## PROBLEM
Look below for the line that contains "Drop a marker on the kitchen countertop, one", then copy it and each following line exactly, through and including the line that contains "[(291, 152)]".
==*==
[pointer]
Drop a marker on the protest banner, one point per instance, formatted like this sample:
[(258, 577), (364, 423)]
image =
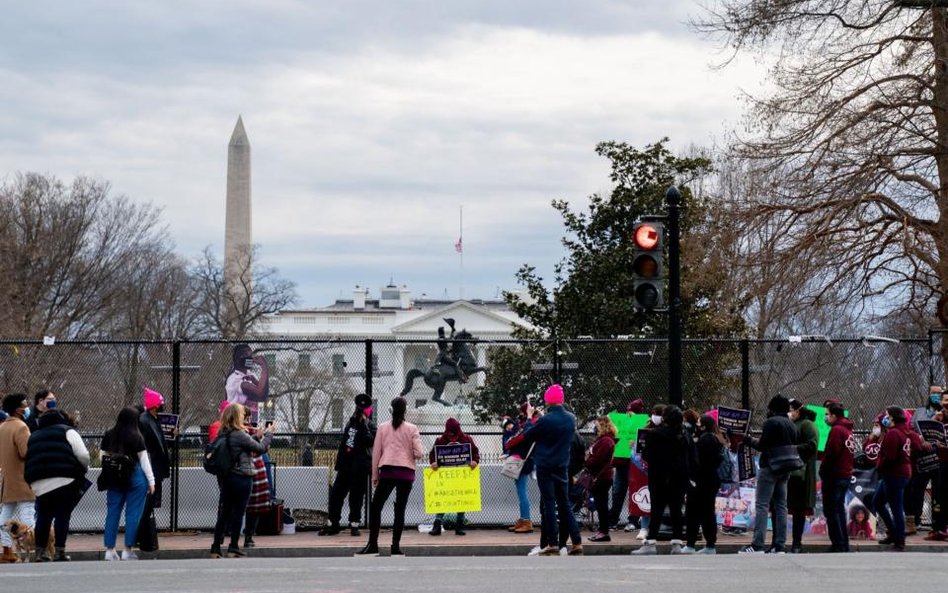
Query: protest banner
[(168, 423), (932, 431), (628, 425), (452, 490), (734, 420), (453, 455), (745, 463)]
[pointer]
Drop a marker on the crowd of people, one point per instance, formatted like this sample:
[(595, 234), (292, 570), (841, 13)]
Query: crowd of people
[(684, 454)]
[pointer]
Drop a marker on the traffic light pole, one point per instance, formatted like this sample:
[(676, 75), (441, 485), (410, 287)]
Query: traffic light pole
[(673, 205)]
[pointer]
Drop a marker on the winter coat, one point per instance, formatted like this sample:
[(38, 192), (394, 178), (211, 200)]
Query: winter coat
[(895, 455), (14, 442), (801, 487), (553, 434), (355, 448)]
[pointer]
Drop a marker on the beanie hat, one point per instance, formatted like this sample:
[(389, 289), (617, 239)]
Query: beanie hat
[(152, 398), (779, 405), (636, 406), (554, 395)]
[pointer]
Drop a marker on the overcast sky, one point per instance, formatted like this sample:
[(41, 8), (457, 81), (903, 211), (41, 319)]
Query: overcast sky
[(371, 121)]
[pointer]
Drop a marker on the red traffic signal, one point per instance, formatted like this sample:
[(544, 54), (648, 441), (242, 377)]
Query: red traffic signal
[(647, 236)]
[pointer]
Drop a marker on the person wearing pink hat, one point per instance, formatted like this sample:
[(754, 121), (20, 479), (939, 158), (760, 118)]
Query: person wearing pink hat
[(552, 436), (154, 404)]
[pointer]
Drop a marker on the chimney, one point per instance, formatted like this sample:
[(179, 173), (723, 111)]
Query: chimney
[(358, 298)]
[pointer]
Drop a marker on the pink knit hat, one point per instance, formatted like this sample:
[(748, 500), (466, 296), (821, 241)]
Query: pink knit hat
[(554, 395), (152, 398)]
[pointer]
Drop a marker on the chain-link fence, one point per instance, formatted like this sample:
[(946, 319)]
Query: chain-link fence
[(310, 386)]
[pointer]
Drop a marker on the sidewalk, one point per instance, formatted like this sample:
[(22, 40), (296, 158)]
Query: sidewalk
[(477, 542)]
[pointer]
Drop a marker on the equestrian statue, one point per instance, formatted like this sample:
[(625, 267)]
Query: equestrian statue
[(454, 362)]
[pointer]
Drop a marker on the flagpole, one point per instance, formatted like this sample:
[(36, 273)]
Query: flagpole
[(461, 243)]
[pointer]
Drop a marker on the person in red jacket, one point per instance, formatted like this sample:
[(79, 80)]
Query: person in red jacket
[(895, 470), (836, 471), (598, 464), (452, 435)]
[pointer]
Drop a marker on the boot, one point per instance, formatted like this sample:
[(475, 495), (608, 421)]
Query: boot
[(525, 527), (910, 527), (8, 556)]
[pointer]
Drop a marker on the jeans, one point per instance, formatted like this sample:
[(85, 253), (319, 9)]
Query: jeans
[(770, 486), (620, 488), (133, 501), (231, 507), (891, 492), (402, 489), (522, 497), (23, 511), (55, 509), (352, 483), (666, 492), (834, 508), (699, 512), (555, 506)]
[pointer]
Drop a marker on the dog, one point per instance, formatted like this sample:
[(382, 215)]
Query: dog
[(24, 540)]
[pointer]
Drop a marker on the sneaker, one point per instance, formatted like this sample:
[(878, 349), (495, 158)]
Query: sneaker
[(368, 550), (707, 551), (750, 550), (550, 551), (647, 549)]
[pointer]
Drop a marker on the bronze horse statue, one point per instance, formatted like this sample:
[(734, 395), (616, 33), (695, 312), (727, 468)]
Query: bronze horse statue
[(446, 367)]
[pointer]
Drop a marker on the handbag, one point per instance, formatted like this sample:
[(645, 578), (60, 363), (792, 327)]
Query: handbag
[(514, 465), (116, 472), (785, 459)]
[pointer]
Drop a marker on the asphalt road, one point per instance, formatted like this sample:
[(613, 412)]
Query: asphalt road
[(856, 573)]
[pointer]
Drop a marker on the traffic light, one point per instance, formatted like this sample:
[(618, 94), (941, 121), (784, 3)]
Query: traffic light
[(648, 243)]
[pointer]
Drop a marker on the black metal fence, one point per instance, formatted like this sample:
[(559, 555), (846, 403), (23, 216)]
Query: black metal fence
[(312, 384)]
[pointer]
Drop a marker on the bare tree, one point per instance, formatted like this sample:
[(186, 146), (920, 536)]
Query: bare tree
[(854, 136), (65, 252), (228, 312)]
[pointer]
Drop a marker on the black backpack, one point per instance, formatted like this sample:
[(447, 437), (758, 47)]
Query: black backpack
[(217, 457)]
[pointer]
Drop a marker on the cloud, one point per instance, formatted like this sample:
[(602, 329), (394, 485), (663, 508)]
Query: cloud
[(371, 123)]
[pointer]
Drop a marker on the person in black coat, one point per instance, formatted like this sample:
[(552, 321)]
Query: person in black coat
[(706, 483), (669, 453), (353, 468)]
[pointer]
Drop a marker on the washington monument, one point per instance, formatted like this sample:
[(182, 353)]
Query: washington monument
[(238, 239)]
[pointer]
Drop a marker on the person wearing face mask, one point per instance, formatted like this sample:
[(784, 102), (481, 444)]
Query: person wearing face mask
[(157, 448), (16, 497), (801, 487), (918, 484), (777, 432), (836, 471)]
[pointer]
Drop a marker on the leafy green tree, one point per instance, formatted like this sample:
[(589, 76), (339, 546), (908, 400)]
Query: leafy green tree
[(592, 297)]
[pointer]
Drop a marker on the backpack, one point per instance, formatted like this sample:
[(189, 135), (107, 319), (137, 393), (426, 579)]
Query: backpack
[(217, 457), (726, 467)]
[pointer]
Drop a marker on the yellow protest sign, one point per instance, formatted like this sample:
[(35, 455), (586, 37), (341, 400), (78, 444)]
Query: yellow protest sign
[(452, 490)]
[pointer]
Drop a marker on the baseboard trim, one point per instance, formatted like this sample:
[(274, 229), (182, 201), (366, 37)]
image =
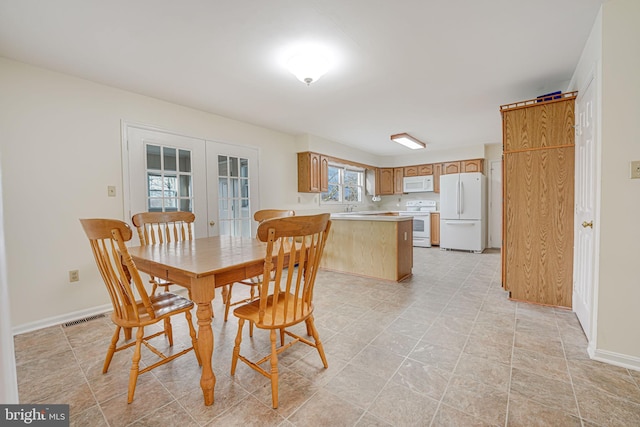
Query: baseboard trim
[(617, 359), (63, 318)]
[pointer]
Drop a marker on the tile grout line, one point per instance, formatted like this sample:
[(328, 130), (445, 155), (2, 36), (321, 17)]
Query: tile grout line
[(444, 393), (84, 375)]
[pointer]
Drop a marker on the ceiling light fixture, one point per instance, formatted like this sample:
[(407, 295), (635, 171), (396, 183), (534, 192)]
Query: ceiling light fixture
[(408, 141), (307, 67)]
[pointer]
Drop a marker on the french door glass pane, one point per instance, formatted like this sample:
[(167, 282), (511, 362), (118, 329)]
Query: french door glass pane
[(168, 189), (170, 163), (154, 161), (234, 210), (185, 161)]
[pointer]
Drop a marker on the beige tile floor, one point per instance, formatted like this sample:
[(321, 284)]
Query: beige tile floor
[(445, 348)]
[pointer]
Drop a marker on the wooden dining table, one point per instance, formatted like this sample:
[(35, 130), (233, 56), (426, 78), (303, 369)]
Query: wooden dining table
[(203, 265)]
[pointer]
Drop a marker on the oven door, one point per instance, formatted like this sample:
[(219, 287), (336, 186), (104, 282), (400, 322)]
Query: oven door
[(421, 228)]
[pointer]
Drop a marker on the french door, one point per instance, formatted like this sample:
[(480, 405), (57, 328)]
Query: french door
[(165, 172)]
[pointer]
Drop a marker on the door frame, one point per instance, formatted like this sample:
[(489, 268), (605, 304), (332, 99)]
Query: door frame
[(493, 210)]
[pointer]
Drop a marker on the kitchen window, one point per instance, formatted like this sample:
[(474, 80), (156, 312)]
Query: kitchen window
[(346, 185)]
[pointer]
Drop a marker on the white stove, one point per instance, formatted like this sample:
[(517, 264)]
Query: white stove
[(420, 210)]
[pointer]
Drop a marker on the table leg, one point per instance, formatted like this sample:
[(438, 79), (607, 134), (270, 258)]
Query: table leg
[(203, 292), (205, 347)]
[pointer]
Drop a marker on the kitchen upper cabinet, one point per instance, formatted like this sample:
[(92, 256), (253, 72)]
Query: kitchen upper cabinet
[(425, 170), (538, 189), (437, 171), (450, 167), (390, 181), (313, 172), (398, 175), (418, 170), (385, 183), (475, 165), (411, 171), (435, 228)]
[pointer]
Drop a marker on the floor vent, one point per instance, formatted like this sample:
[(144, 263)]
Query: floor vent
[(83, 320)]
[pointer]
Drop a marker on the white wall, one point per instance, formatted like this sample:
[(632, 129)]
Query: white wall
[(8, 376), (611, 53), (619, 266)]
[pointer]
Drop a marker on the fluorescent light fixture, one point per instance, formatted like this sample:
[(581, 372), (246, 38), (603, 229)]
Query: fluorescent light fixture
[(408, 141), (308, 67)]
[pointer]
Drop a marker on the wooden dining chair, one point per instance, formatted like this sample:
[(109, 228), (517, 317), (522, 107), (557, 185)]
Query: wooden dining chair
[(254, 282), (163, 227), (292, 259), (107, 238)]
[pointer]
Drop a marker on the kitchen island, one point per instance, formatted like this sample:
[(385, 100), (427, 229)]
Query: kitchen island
[(376, 244)]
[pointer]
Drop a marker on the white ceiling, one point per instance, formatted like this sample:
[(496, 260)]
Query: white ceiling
[(437, 69)]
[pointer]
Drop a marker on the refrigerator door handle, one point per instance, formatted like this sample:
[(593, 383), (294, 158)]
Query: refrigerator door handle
[(458, 197)]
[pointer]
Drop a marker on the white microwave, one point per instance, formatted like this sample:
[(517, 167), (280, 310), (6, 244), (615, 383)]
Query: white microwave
[(417, 184)]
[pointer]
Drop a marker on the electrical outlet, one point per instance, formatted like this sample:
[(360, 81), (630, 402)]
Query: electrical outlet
[(74, 276), (635, 169)]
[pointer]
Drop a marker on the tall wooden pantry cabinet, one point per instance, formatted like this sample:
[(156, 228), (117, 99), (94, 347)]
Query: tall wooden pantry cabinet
[(538, 199)]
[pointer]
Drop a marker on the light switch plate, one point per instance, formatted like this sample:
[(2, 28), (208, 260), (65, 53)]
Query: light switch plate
[(635, 169)]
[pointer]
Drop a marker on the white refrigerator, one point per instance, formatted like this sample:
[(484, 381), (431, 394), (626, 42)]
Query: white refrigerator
[(463, 202)]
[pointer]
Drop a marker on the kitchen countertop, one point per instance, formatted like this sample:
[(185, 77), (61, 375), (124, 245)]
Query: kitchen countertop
[(370, 216)]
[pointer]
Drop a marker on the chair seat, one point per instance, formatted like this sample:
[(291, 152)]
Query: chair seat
[(251, 313), (163, 305)]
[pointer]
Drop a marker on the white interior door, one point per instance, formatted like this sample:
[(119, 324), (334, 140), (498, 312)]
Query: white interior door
[(218, 182), (585, 197), (495, 204), (165, 172)]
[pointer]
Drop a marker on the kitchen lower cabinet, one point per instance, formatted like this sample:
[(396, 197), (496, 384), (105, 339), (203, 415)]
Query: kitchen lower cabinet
==*==
## EXERCISE RESULT
Drop a marker on the kitchen countertop, one point per instance, formatted like this sample:
[(185, 77), (61, 375), (124, 245)]
Query: kitchen countertop
[(370, 216)]
[pointer]
Drop a marker on the chair seat, one point per instance, formatted like this sample:
[(291, 152)]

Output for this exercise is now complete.